● Supplied passage
---

Huldra Silver Inc. ("Huldra" or the "Company")(TSX VENTURE:HDA) announces that,
after careful consideration of all available alternatives, the Board of
Directors of Huldra determined that it was in the best interests of all of its
stakeholders to seek creditor protection under the Companies' Creditors
Arrangement Act (Canada) ("CCAA"), and has obtained such protection pursuant to
an Order from the Supreme Court of British Columbia (the "Court"). The Order and
related Court documents are filed on SEDAR (www.sedar.com) under the Company's
profile. While under CCAA protection, Huldra will continue attempting to
restructure its financial affairs and recommence operations at its mine and
mill. 


Recently, Huldra has been hampered by equity market, commodity price and
operational challenges which lead to the decision to proceed with CCAA
protection. Details of the CCAA proceeding will soon be available on the website
of the Court-appointed Monitor, Grant Thornton LLP (the "Monitor"). CCAA
protection stays creditors and others from enforcing rights against Huldra and
affords Huldra the opportunity to continue attempting to restructure its
financial affairs. The Court has granted CCAA protection for an initial period
of 30 days, expiring August 26, 2013, to be extended thereafter as the Court
deems appropriate. Huldra will issue a further press release on or before August
26, 2013 which will provide an update. 


While under CCAA protection, Huldra will continue attempting to restructure its
financial affairs and recommence operations at its mine and mill under the
supervision of the Monitor. The Monitor will also be responsible for reviewing
Huldra's ongoing operations, liaising with creditors and other stakeholders and
reporting to the Court. 


The Court has authorized the Monitor to arrange for Waterton Global Value, L.P.
("Waterton"), the primary secured creditor of the Company, to loan up to
CAD$4,800,000 (the "DIP Loan") to the Company pursuant to a term sheet dated
July 23, 2013 (the "Term Sheet"). 


The DIP Loan is to be drawn by the Company in two tranches as follows:
CAD$2,300,000 (the "First Tranche") upon the request of the Company following
execution of the Term Sheet; and CAD$2,500,000 (the "Second Tranche", and
together with the First Tranche, the "Tranches") upon receipt by Waterton of a
comprehensive plan of operations from the Company for the Treasure Mountain
Property that is satisfactory to Waterton and its advisors (the "Plan"). Huldra
has agreed to repay the DIP Loan in full as follows: if the First Tranche (but
not the Second Tranche) is advanced, then on the date which is four months after
the date the First Tranche is advanced by Waterton to the Company under the Term
Sheet; and if both Tranches are advanced, then in accordance with an amortized
repayment schedule to be determined by Waterton which reasonably corresponds to
the Plan. 


The DIP Loan is being advanced subject to the terms of an existing credit
agreement between Waterton and the Company dated June 16, 2011 (the "Original
Credit Agreement"), subject to certain changes provided for in the Term Sheet.

---

● Objective A
Output the records as a JSON list of strings, one string per line, starting at the line that contains "Per the caption, the wooden" and ending at the last line of the records, with blank lines omitted.

---

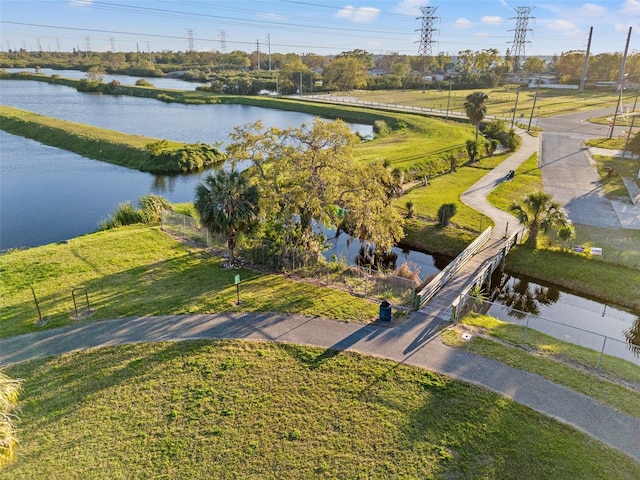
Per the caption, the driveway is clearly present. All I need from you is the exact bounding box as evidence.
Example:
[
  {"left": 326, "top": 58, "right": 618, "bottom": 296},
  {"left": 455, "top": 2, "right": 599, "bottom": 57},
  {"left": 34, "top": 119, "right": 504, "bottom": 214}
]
[
  {"left": 540, "top": 109, "right": 622, "bottom": 228},
  {"left": 539, "top": 109, "right": 640, "bottom": 229}
]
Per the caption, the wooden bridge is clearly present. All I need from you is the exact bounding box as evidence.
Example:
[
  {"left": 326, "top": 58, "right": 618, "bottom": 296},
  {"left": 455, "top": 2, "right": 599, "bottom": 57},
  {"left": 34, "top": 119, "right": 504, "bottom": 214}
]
[{"left": 414, "top": 227, "right": 525, "bottom": 322}]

---

● Objective B
Echo the Huldra Silver press release word for word, starting at "The DIP Loan is being" and ending at "the Term Sheet.".

● Correct result A
[
  "Per the caption, the wooden bridge is clearly present. All I need from you is the exact bounding box as evidence.",
  "Example:",
  "[",
  "  {\"left\": 326, \"top\": 58, \"right\": 618, \"bottom\": 296},",
  "  {\"left\": 455, \"top\": 2, \"right\": 599, \"bottom\": 57},",
  "  {\"left\": 34, \"top\": 119, \"right\": 504, \"bottom\": 214}",
  "]",
  "[{\"left\": 414, \"top\": 227, \"right\": 525, \"bottom\": 322}]"
]

● Correct result B
The DIP Loan is being advanced subject to the terms of an existing credit
agreement between Waterton and the Company dated June 16, 2011 (the "Original
Credit Agreement"), subject to certain changes provided for in the Term Sheet.